● **TEXTE SOURCE**
______________________________

Tradition : Le Nord et le Sud selon la géographie sacrée



(Extraits)
Les strates les plus anciennes et les plus originelles de la Tradition affirment la primauté du Nord sur le Sud. La symbolique du Nord est reliée à une source, à un paradis nordique originel, d’où provient toute la civilisation humaine. Les anciens textes iraniens et zoroastriens parlent du pays nordique de l’« Aryanem Vaejo » et de sa capitale « Vara », d’où les anciens Aryens furent chassés par la glaciation, qui leur fut envoyée par Ahriman, Esprit du Mal et adversaire du lumineux Ormudz. L’ancien Veda aussi parle d’un pays nordique comme foyer ancestral des Hindous, d’une Sveta-Dvipa, une Terre Blanche située dans le nord lointain.


Les anciens Grecs parlaient d’Hyperborée, l’île nordique avec sa capitale Thulé. Ce pays était considéré comme la patrie du dieu lumineux Apollon. Et dans de nombreuses autres traditions il est possible de détecter des traces anciennes, souvent oubliées et devenues fragmentaires, d’un symbolisme nordique. L’idée de base traditionnellement liée au Nord est l’idée du Centre, du Pôle Immobile, le point d’Eternité autour duquel le cycle tourne, pas seulement dans l’espace mais aussi dans le temps. Le Nord est la terre où le soleil ne se couche jamais, même la nuit, un espace de lumière éternelle.

______________________________

Données enregistrées:
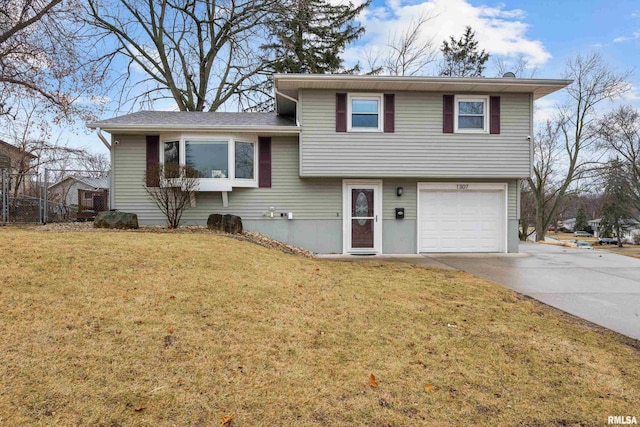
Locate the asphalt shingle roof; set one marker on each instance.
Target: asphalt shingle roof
(196, 119)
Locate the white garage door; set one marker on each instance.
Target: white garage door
(461, 217)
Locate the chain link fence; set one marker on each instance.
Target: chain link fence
(32, 198)
(21, 200)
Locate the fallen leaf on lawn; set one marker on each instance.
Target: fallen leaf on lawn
(372, 381)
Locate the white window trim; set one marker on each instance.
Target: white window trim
(471, 98)
(217, 184)
(365, 96)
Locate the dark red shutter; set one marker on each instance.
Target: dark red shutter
(494, 114)
(341, 112)
(153, 158)
(389, 112)
(447, 114)
(264, 162)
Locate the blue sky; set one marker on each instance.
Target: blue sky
(546, 32)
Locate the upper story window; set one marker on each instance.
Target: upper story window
(471, 114)
(364, 113)
(221, 162)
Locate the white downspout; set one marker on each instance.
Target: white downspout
(111, 175)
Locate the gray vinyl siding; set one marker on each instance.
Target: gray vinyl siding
(417, 148)
(316, 203)
(317, 199)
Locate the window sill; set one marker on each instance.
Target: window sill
(472, 132)
(224, 184)
(364, 130)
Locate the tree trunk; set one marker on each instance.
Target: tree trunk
(541, 229)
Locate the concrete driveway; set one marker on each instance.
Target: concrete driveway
(601, 287)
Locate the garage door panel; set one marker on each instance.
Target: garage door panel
(462, 221)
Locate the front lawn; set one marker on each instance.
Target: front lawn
(134, 328)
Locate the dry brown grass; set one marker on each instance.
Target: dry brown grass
(183, 329)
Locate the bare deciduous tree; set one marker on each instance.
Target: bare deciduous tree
(43, 54)
(200, 53)
(561, 149)
(619, 133)
(519, 66)
(172, 195)
(407, 53)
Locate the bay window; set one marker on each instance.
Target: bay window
(221, 162)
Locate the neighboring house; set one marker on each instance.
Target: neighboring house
(14, 159)
(630, 234)
(66, 190)
(350, 164)
(79, 197)
(569, 224)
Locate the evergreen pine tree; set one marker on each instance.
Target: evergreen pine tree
(310, 35)
(581, 220)
(618, 205)
(462, 57)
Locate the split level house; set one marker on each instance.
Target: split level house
(349, 164)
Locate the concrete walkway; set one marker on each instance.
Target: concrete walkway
(598, 286)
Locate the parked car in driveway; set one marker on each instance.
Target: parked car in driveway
(608, 241)
(583, 245)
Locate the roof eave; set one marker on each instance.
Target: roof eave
(200, 128)
(539, 87)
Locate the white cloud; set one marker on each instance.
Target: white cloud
(632, 94)
(634, 36)
(499, 31)
(544, 109)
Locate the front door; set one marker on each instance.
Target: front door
(363, 219)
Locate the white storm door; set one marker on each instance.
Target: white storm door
(362, 216)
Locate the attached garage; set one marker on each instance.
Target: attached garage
(461, 217)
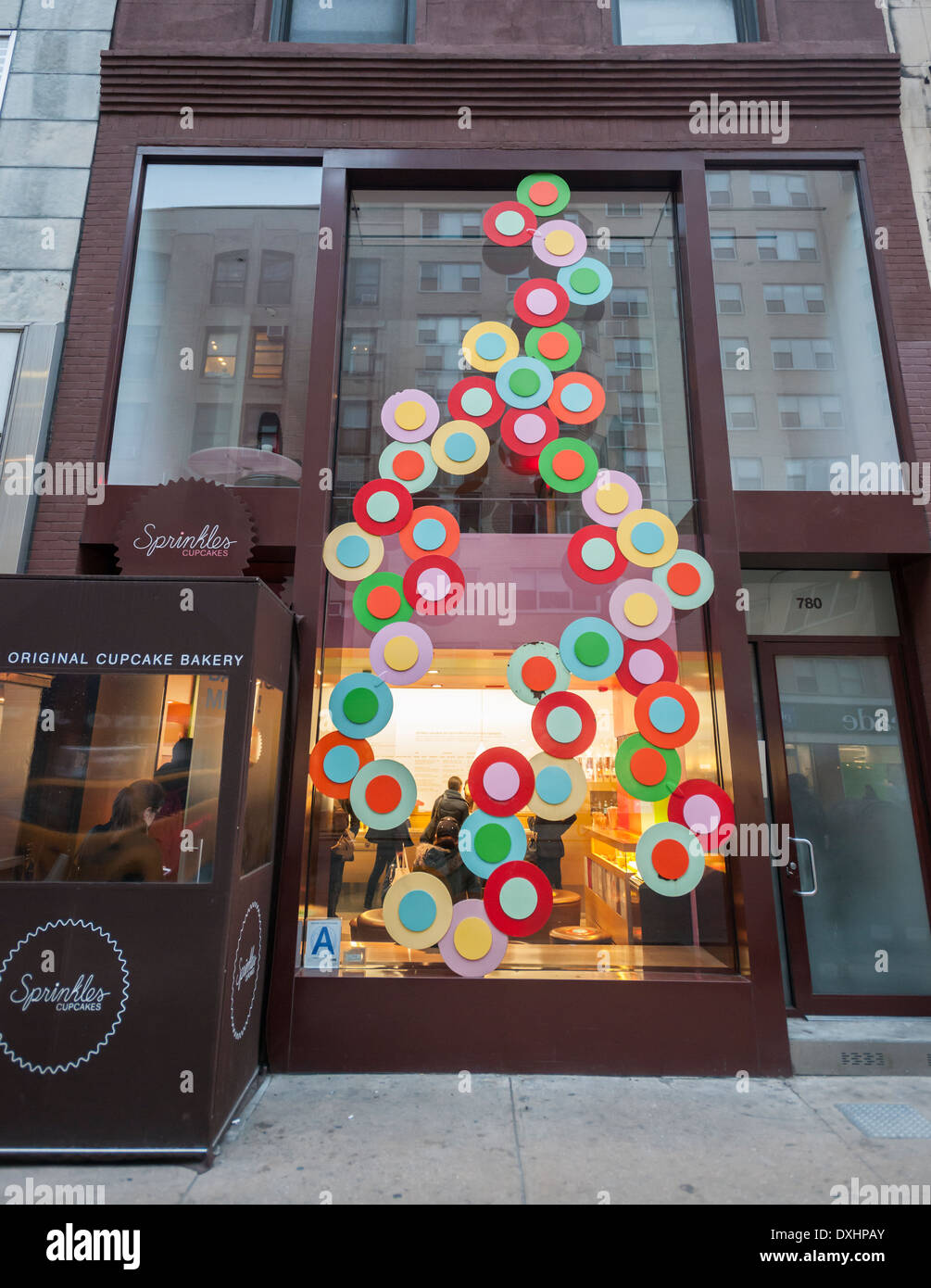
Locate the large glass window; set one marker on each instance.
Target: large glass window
(367, 22)
(512, 551)
(109, 777)
(220, 324)
(798, 261)
(684, 22)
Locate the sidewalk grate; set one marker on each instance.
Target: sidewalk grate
(890, 1122)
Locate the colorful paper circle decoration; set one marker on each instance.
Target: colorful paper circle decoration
(594, 554)
(528, 432)
(560, 787)
(591, 648)
(360, 705)
(587, 281)
(568, 464)
(559, 241)
(705, 809)
(535, 670)
(557, 347)
(475, 399)
(577, 398)
(383, 506)
(383, 793)
(509, 223)
(541, 301)
(350, 553)
(686, 578)
(610, 498)
(647, 537)
(639, 610)
(518, 898)
(501, 781)
(488, 840)
(472, 945)
(646, 772)
(335, 760)
(670, 859)
(434, 585)
(418, 910)
(666, 715)
(380, 600)
(409, 416)
(412, 466)
(563, 724)
(647, 663)
(459, 448)
(545, 194)
(489, 346)
(524, 383)
(430, 531)
(400, 653)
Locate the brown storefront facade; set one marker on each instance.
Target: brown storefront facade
(761, 290)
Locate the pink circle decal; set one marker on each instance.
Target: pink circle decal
(541, 301)
(702, 814)
(530, 428)
(501, 781)
(647, 667)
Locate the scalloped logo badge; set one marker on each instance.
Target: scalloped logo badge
(63, 990)
(187, 527)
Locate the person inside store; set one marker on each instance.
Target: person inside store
(388, 844)
(448, 804)
(342, 852)
(174, 777)
(547, 852)
(121, 848)
(443, 859)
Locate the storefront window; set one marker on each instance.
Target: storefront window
(214, 372)
(804, 377)
(109, 777)
(519, 587)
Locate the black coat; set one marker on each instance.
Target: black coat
(448, 804)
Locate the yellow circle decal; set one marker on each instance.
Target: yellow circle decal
(611, 499)
(400, 653)
(472, 938)
(409, 416)
(640, 608)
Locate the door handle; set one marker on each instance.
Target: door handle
(802, 840)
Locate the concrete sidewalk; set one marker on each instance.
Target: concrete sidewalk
(421, 1139)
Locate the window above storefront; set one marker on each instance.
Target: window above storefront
(343, 22)
(684, 22)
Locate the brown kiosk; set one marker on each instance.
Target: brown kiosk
(142, 728)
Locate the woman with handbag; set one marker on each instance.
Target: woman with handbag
(547, 846)
(389, 845)
(342, 852)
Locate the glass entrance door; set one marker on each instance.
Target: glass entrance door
(854, 891)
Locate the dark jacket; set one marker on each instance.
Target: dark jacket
(448, 804)
(388, 841)
(109, 855)
(448, 865)
(550, 835)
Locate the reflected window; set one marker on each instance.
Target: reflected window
(369, 22)
(230, 250)
(808, 297)
(124, 786)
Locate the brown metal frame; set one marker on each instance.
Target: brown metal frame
(333, 1023)
(768, 650)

______________________________

● **LISTE DES TÂCHES**
A - D'après le texte sur la géographie sacrée, quelle est la capitale de l'île nordique dont parlaient les anciens Grecs ?
B - Recopiez le passage du texte sur la géographie sacrée compris entre « Tradition : Le » et « le nord lointain. », ces deux bornes incluses.

● **RÉSULTATS PAR TÂCHE**
A - Thulé.

B -
Tradition : Le Nord et le Sud selon la géographie sacrée



(Extraits)
Les strates les plus anciennes et les plus originelles de la Tradition affirment la primauté du Nord sur le Sud. La symbolique du Nord est reliée à une source, à un paradis nordique originel, d’où provient toute la civilisation humaine. Les anciens textes iraniens et zoroastriens parlent du pays nordique de l’« Aryanem Vaejo » et de sa capitale « Vara », d’où les anciens Aryens furent chassés par la glaciation, qui leur fut envoyée par Ahriman, Esprit du Mal et adversaire du lumineux Ormudz. L’ancien Veda aussi parle d’un pays nordique comme foyer ancestral des Hindous, d’une Sveta-Dvipa, une Terre Blanche située dans le nord lointain.